• Task details
Leave the images out, and copy each of the records below exactly.

• Information
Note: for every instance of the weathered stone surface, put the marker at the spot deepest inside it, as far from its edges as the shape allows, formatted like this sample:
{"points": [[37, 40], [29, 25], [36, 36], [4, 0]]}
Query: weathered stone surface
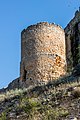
{"points": [[42, 53]]}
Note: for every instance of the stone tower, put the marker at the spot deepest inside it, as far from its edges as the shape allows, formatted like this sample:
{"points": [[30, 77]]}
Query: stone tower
{"points": [[42, 53], [72, 33]]}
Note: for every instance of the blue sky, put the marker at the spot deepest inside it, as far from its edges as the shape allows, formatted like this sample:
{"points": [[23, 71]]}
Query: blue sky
{"points": [[15, 15]]}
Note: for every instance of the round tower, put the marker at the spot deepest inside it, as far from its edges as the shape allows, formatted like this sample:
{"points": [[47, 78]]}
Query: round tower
{"points": [[42, 52]]}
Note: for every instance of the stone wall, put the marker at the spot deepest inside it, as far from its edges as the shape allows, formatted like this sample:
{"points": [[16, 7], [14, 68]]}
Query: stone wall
{"points": [[72, 33], [42, 53]]}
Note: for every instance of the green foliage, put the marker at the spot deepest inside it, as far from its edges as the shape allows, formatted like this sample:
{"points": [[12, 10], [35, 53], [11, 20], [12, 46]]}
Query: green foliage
{"points": [[3, 116]]}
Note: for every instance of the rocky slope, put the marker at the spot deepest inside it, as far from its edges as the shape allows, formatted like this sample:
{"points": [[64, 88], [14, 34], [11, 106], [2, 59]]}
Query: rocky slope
{"points": [[58, 100]]}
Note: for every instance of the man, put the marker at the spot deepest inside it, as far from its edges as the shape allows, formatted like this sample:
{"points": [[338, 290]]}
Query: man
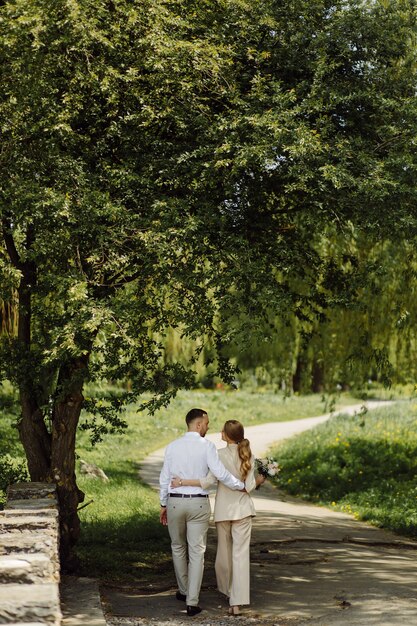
{"points": [[186, 510]]}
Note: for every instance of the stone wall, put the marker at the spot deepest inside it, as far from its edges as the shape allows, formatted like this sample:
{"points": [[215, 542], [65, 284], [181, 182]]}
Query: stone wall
{"points": [[29, 558]]}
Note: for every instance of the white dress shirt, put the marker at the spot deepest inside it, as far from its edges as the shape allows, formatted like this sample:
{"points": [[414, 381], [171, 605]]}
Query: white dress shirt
{"points": [[192, 456], [232, 505]]}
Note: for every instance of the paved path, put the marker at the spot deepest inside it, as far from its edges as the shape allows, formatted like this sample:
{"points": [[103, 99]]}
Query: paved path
{"points": [[310, 565]]}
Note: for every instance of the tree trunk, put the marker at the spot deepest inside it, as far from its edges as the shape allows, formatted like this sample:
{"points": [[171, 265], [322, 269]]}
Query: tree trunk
{"points": [[66, 415], [35, 438]]}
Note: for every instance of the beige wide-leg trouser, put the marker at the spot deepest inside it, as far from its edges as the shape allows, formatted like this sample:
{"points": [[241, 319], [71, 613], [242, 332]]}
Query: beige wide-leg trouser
{"points": [[188, 520], [233, 560]]}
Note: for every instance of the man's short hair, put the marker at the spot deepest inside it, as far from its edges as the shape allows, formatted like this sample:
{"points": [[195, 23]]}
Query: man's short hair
{"points": [[194, 414]]}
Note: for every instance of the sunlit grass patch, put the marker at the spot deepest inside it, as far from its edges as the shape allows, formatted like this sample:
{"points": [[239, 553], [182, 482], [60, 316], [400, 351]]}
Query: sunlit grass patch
{"points": [[363, 465]]}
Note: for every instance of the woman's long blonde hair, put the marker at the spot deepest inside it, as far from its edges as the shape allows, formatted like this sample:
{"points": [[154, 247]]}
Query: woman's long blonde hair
{"points": [[235, 431]]}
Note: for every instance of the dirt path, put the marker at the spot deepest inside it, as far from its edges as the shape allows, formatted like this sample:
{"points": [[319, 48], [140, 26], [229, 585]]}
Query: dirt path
{"points": [[310, 565]]}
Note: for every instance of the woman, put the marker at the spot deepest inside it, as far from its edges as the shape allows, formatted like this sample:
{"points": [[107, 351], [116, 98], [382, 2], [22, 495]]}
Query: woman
{"points": [[233, 512]]}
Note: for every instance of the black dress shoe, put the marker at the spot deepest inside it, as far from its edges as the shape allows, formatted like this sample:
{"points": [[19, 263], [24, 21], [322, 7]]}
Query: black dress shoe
{"points": [[180, 596], [193, 610]]}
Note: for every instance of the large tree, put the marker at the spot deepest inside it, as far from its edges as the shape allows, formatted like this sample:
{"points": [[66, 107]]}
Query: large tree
{"points": [[176, 163]]}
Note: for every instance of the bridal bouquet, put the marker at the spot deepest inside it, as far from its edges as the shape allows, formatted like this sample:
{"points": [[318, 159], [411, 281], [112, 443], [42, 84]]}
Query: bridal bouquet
{"points": [[266, 467]]}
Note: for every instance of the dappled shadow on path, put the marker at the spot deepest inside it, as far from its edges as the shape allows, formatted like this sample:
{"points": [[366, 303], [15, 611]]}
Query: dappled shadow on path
{"points": [[309, 564]]}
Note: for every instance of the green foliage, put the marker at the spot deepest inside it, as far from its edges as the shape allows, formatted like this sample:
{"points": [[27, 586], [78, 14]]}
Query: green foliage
{"points": [[177, 164], [365, 465], [11, 471], [121, 537]]}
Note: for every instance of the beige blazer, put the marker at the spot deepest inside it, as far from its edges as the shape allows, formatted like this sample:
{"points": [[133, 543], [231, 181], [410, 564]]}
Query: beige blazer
{"points": [[231, 504]]}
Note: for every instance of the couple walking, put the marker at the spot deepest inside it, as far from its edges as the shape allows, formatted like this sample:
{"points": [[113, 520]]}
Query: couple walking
{"points": [[191, 465]]}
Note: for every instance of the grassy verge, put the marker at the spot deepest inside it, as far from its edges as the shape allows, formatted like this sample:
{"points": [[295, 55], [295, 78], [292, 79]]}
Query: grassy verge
{"points": [[122, 540], [365, 465]]}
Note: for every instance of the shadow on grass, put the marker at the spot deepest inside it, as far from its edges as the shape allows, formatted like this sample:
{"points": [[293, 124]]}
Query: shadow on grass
{"points": [[132, 550], [377, 479]]}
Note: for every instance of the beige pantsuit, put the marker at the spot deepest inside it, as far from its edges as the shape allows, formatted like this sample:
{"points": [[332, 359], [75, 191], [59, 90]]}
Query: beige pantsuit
{"points": [[232, 560], [188, 520], [233, 512]]}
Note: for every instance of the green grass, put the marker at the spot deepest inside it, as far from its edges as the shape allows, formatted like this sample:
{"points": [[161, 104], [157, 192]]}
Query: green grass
{"points": [[122, 539], [363, 465]]}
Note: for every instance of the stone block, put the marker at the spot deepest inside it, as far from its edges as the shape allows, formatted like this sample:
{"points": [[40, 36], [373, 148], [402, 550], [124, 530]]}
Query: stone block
{"points": [[30, 603], [23, 491], [51, 511], [28, 569], [28, 522], [32, 504], [31, 543]]}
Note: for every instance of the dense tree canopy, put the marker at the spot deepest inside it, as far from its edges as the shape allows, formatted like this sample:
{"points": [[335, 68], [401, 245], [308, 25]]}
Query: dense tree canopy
{"points": [[179, 163]]}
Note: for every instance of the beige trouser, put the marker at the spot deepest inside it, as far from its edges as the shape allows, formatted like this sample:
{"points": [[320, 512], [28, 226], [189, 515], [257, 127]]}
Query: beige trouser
{"points": [[188, 520], [233, 559]]}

• Solution for this problem
Note: for every instance of the weathered stone surface, put the marker at the spot deepest inside it, as far from its edges as the shape allows, formatted like this sample:
{"points": [[37, 40], [29, 25], [36, 36], [4, 0]]}
Query: weathered stone surface
{"points": [[42, 53]]}
Note: for every instance of the stone tower, put the marker at the spot deepest inside it, as far from its edges as the shape allows, formatted like this sample:
{"points": [[30, 77]]}
Query: stone tower
{"points": [[42, 53], [72, 33]]}
Note: for every instance of the blue sky, put the marker at the spot deepest inside it, as far from its edges as the shape allows, formatted like this sample:
{"points": [[23, 71]]}
Query: blue sky
{"points": [[15, 15]]}
Note: for every instance of the round tower, put the marker at the spot deepest inside it, as far from its edges as the shape allows, formatted like this sample:
{"points": [[47, 78]]}
Query: round tower
{"points": [[42, 52]]}
Note: for every instance of the stone wall, put the marker at the spot deepest inside it, as far from its edges as the shape allows, formatted like this sample:
{"points": [[16, 7], [14, 68]]}
Query: stone wall
{"points": [[72, 33], [42, 53]]}
Note: for every instance of the green foliage, put the marker at the spot deepest inside it, as far from its edges as the shape allows, formatted like this sample:
{"points": [[12, 10], [35, 53], [11, 20], [12, 46]]}
Query: green foliage
{"points": [[3, 116]]}
Note: for every instance of the rocky slope, put the marker at the spot deepest inside it, as far from its edges as the shape allows, formatted like this sample:
{"points": [[64, 88], [14, 34], [11, 106], [2, 59]]}
Query: rocky slope
{"points": [[58, 100]]}
Note: for every instance of the man, put the marker at the spot deepest inside it, as far from its edges as the shape allows, formatted like this sample:
{"points": [[338, 290]]}
Query: man
{"points": [[186, 510]]}
Note: for every instance of the stone wall, put the marker at the spot deepest inside it, as far from its edges as the shape allows, formatted like this sample:
{"points": [[215, 542], [65, 284], [181, 182]]}
Query: stone wall
{"points": [[29, 558]]}
Note: for every instance of the white dress shirt, put the marker at the spot deepest inside it, as far from its edges as the shape allows, formatted like this sample:
{"points": [[414, 381], [171, 605]]}
Query: white dress shirt
{"points": [[192, 456], [232, 505]]}
Note: for every instance of the paved path, put the marker at the spot deepest inside it, as far from its edges as the shape allows, formatted like this sample:
{"points": [[103, 99]]}
Query: paved path
{"points": [[310, 565]]}
Note: for every instance of the tree trunk, put the marker at the spot deepest inside it, as far from its edges as the shape allows, formatted like this sample:
{"points": [[171, 265], [322, 269]]}
Query: tree trunk
{"points": [[66, 415], [35, 438]]}
Note: for every instance of the beige wide-leg trouser, put the marker at the spot deepest inside it, as far from its edges as the shape allows, formatted like this sample:
{"points": [[241, 319], [71, 613], [242, 332]]}
Query: beige wide-leg trouser
{"points": [[188, 520], [233, 560]]}
Note: for every instance of the man's short hair, put the marker at the spot deepest inside it, as far from its edges as the shape allows, formatted like this sample:
{"points": [[195, 23]]}
Query: man's short hair
{"points": [[194, 414]]}
Note: for every instance of the sunlit grass patch, put the marker at the spot deepest inside it, as far from its edges as the shape allows, formatted like this sample:
{"points": [[239, 553], [182, 482], [60, 316], [400, 351]]}
Query: sunlit grass patch
{"points": [[363, 465]]}
Note: for every instance of the woman's long blonde hair, put the marker at the spot deepest inside it, as far from its edges as the shape allows, formatted like this sample:
{"points": [[154, 247]]}
Query: woman's long blonde hair
{"points": [[235, 431]]}
Note: for every instance of the dirt path, put the marker at the spot deepest inside it, as far from its edges as the shape allows, formatted like this sample:
{"points": [[319, 48], [140, 26], [229, 585]]}
Query: dirt path
{"points": [[310, 565]]}
Note: for every instance of the woman, put the marker at the spot deepest inside it, as far from its edges as the shape allows, formatted like this sample:
{"points": [[107, 351], [116, 98], [382, 2], [22, 495]]}
Query: woman
{"points": [[233, 512]]}
Note: for every instance of the black dress shoe, put the marker at the spot deepest inside it, as far from its edges as the shape allows, formatted like this sample:
{"points": [[19, 263], [24, 21], [322, 7]]}
Query: black dress shoe
{"points": [[180, 596], [193, 610]]}
Note: for every instance of the large tree, put the marker at the spot deepest inside it, as far from its edges as the shape allows, formatted like this sample:
{"points": [[66, 107]]}
Query: large tree
{"points": [[176, 163]]}
Note: for every instance of the bridal bouquet, put the marker at the spot deepest inside it, as far from its edges as the shape allows, formatted like this sample:
{"points": [[318, 159], [411, 281], [112, 443], [42, 84]]}
Query: bridal bouquet
{"points": [[266, 467]]}
Note: for every instance of the dappled shadow on path, put the marker at the spot deepest inside it, as far from its edges as the shape allows, formatted like this sample:
{"points": [[366, 303], [15, 611]]}
Query: dappled shadow on path
{"points": [[309, 564]]}
Note: for every instance of the green foliage, put the marker at the spot deepest inside it, as far from its edges as the shape allows, formatted like this sample:
{"points": [[27, 586], [78, 14]]}
Query: green foliage
{"points": [[177, 164], [365, 465], [11, 471], [121, 537]]}
Note: for every instance of the beige blazer, put the marker at the spot deepest inside it, as far from its edges as the shape allows, formatted like this sample:
{"points": [[133, 543], [231, 181], [410, 564]]}
Query: beige blazer
{"points": [[231, 504]]}
Note: for every instance of the couple walking, put the marker at the spot deepest inside it, as far from its edges as the shape allows, formatted like this sample:
{"points": [[113, 520]]}
Query: couple walking
{"points": [[191, 465]]}
Note: for every instance of the grassy verge, put the marker at the spot deepest inside it, as far from its edges as the shape allows, formatted like this sample:
{"points": [[295, 55], [295, 78], [292, 79]]}
Query: grassy verge
{"points": [[122, 540], [365, 465]]}
Note: for every instance of the shadow on grass, put the marker at the spot deepest inside it, as far from its edges as the shape allows, formatted like this sample:
{"points": [[293, 124]]}
Query: shadow on grass
{"points": [[132, 550], [377, 479]]}
Note: for every instance of the beige pantsuit, put the marker at the spot deepest inside it, as far from its edges as the shape allows, formatted like this sample:
{"points": [[332, 359], [75, 191], [59, 90]]}
Query: beige pantsuit
{"points": [[232, 560], [188, 520], [233, 512]]}
Note: for every instance of the green grass, put the marker at the spot deepest inside it, as far from its edges as the shape allows, formatted like this sample:
{"points": [[161, 104], [157, 192]]}
Query: green grass
{"points": [[122, 539], [363, 465]]}
Note: for every instance of the stone block, put the marker at the spot deepest inside it, as far from its edges as the shape allows, formatted like this sample:
{"points": [[40, 36], [373, 148], [402, 550], [124, 530]]}
Query: stone block
{"points": [[30, 603], [23, 491], [51, 511], [28, 569], [28, 522], [32, 504], [31, 543]]}
Note: for every instance of the dense tree canopy, put the marker at the spot deepest inside it, as far from its edges as the shape allows, formatted like this sample:
{"points": [[335, 68], [401, 245], [308, 25]]}
Query: dense tree canopy
{"points": [[179, 163]]}
Note: for every instance of the beige trouser, put the marker at the spot deepest inside it, as far from its edges as the shape allows, formatted like this sample:
{"points": [[320, 512], [28, 226], [189, 515], [257, 127]]}
Query: beige trouser
{"points": [[188, 520], [233, 559]]}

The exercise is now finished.